=== THE TASKS ===
**A.** Write out the passage on Kathy Boockvar's resignation between "The error means" and "nearly two decades.", inclusive.
**B.** Pull out each line of the listing that contains the string "woman".

====== EXTRACT ======

Secretary Kathy Boockvar, who oversaw a tense and difficult presidential election in the battleground state, will resign Feb. 5, Gov. Tom Wolf announced Monday. Spotlight PA first reported the news.

The resignation follows the discovery that the Department of State did not advertise, as required, a long-sought amendment to the state constitution that would open a two-year window for litigation by survivors of child sexual abuse who have aged out of the statute of limitations.

The error means that Pennsylvanians won’t be able to vote on such a change until spring 2023 at the earliest — a blow to survivors who have fought for a window for nearly two decades.

“This change at the Department of State has nothing to do with the administration of the 2020 election, which was fair and accurate,” Wolf said. “The delay caused by this human error will be heartbreaking for thousands of survivors of childhood sexual assault, advocates, and legislators, and I join the Department of State in apologizing to you. I share your anger and frustration that this happened, and I stand with you in your fight for justice.”

====== INPUT MATERIAL ======

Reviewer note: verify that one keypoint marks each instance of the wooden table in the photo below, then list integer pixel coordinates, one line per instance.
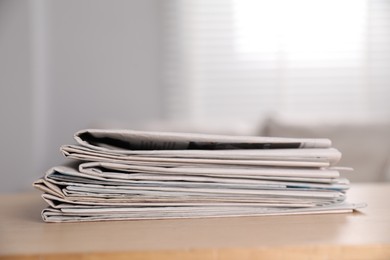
(359, 235)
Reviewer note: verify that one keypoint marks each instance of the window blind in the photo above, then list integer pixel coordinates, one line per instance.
(250, 59)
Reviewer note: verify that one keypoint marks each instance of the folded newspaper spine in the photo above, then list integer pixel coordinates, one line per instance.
(128, 175)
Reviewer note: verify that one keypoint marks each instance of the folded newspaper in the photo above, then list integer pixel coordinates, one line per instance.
(128, 175)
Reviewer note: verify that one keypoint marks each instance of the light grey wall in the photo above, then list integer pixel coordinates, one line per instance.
(67, 65)
(16, 104)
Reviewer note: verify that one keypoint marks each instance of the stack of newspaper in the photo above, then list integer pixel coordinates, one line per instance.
(125, 174)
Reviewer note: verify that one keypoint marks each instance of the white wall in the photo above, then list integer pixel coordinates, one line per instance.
(67, 65)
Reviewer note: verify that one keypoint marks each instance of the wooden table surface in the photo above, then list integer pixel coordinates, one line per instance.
(358, 235)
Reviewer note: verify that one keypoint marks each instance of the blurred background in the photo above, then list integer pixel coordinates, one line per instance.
(268, 67)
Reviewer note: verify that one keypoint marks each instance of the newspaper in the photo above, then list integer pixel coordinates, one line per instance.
(125, 174)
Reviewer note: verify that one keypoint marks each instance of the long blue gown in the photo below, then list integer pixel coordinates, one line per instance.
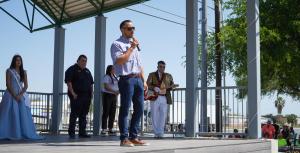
(15, 117)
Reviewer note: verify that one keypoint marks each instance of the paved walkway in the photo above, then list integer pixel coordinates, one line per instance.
(61, 144)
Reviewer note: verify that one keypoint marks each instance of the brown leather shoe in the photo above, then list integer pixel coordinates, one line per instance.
(126, 143)
(138, 142)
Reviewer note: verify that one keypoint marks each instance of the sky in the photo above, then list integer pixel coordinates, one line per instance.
(159, 40)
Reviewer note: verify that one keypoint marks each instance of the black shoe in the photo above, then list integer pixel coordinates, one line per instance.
(103, 133)
(72, 136)
(112, 133)
(84, 136)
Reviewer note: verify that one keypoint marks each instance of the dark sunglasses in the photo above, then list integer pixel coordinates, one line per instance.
(130, 28)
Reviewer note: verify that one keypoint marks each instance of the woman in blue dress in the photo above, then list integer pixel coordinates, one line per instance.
(15, 117)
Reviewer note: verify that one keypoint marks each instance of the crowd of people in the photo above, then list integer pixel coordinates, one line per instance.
(125, 78)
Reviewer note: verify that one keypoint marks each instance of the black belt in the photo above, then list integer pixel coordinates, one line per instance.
(131, 76)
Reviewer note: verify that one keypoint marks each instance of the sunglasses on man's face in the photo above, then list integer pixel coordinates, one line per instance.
(129, 28)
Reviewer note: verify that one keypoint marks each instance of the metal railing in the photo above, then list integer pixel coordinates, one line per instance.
(41, 107)
(233, 111)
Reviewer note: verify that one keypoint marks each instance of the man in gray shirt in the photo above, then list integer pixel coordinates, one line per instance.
(127, 63)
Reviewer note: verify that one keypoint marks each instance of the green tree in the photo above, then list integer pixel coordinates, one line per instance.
(291, 119)
(279, 104)
(279, 40)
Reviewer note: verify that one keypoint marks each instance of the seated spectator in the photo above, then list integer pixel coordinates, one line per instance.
(286, 134)
(277, 129)
(268, 130)
(235, 135)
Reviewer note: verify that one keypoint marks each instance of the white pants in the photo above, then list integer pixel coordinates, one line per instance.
(159, 109)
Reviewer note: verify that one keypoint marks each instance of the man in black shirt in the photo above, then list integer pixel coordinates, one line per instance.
(80, 89)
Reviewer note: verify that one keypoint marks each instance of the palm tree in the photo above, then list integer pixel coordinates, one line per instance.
(279, 104)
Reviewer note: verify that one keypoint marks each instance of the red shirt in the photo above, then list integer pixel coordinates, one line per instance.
(268, 131)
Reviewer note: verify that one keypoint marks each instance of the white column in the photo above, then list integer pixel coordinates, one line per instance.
(99, 71)
(191, 121)
(58, 74)
(253, 54)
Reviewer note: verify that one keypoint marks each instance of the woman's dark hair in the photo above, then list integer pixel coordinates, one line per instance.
(108, 72)
(161, 62)
(13, 66)
(123, 23)
(81, 56)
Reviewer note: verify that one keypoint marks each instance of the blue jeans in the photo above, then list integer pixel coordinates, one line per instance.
(131, 89)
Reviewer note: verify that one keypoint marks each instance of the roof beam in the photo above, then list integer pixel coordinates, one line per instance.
(49, 10)
(3, 1)
(94, 4)
(56, 4)
(42, 13)
(14, 18)
(62, 11)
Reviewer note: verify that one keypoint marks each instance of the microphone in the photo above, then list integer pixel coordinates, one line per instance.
(137, 46)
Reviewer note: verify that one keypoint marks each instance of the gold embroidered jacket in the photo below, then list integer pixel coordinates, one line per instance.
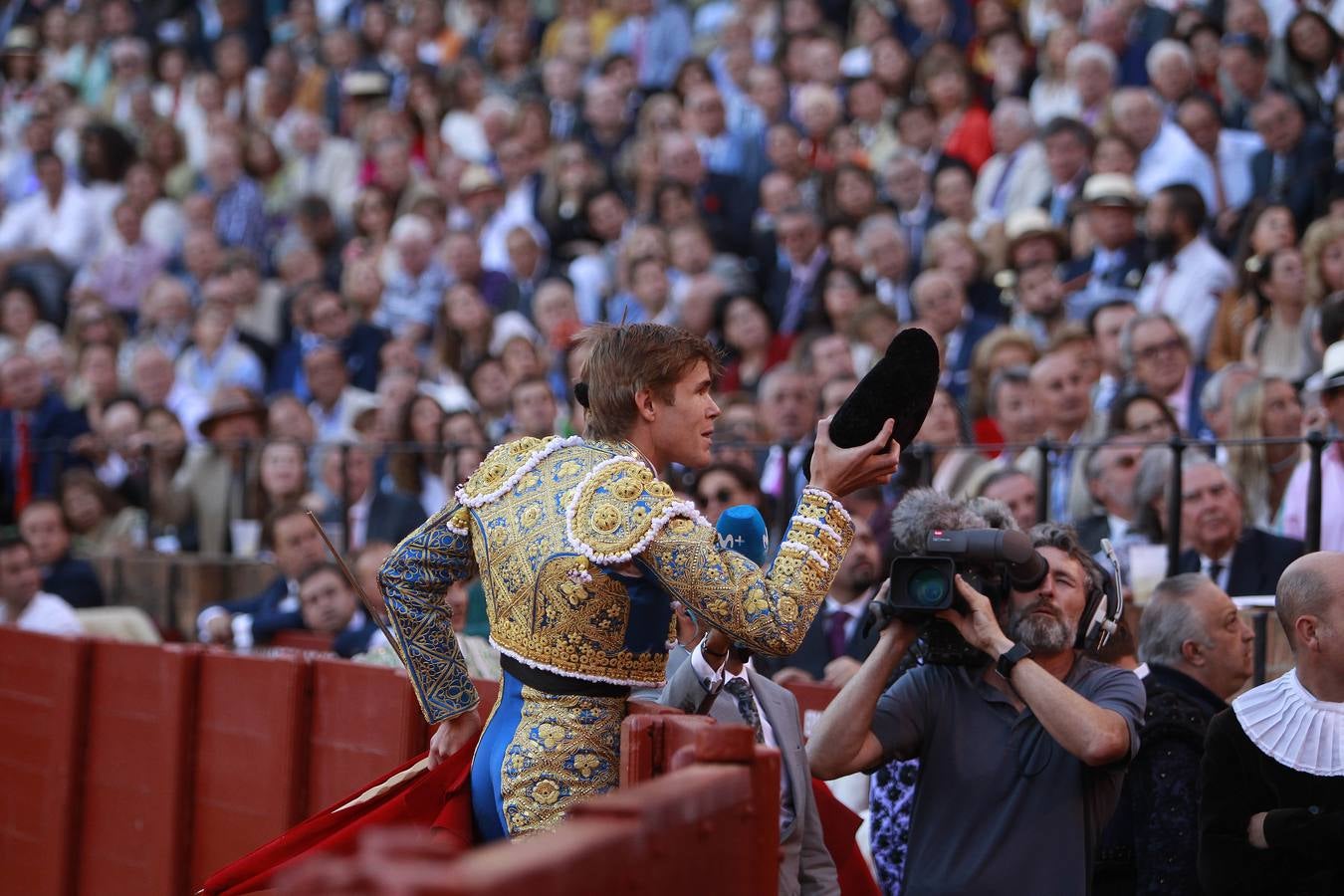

======

=== FINAL RESULTS ===
**A.**
The error means that Pennsylvanians won’t be able to vote on such a change until spring 2023 at the earliest — a blow to survivors who have fought for a window for nearly two decades.

**B.**
Reviewer note: verify that one keypoint marks each instance of the woman in blue dress in the photo above, then list integer pixel coordinates, one line per instance.
Reviewer note: verify that one keypoint marks each instance of the woman's dark hair in the photo above, then list integer pixel coordinates, one line per instance.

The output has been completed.